§ **Description of the task**
Return only the lines from the one containing "is the sky?" to the end of the entries below, exactly as written, both ends included.

§ **Input data**
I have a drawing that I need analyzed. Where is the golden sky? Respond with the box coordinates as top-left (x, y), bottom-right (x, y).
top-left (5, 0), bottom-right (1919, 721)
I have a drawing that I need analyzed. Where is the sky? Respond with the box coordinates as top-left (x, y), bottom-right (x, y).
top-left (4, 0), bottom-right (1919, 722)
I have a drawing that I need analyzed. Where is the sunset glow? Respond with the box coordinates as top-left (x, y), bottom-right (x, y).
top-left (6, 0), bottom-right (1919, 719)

§ **Solution**
I have a drawing that I need analyzed. Where is the sky? Respond with the box coordinates as top-left (x, y), bottom-right (x, y).
top-left (4, 0), bottom-right (1919, 722)
I have a drawing that I need analyzed. Where is the sunset glow? Respond with the box coordinates as top-left (x, y), bottom-right (x, y).
top-left (6, 0), bottom-right (1919, 719)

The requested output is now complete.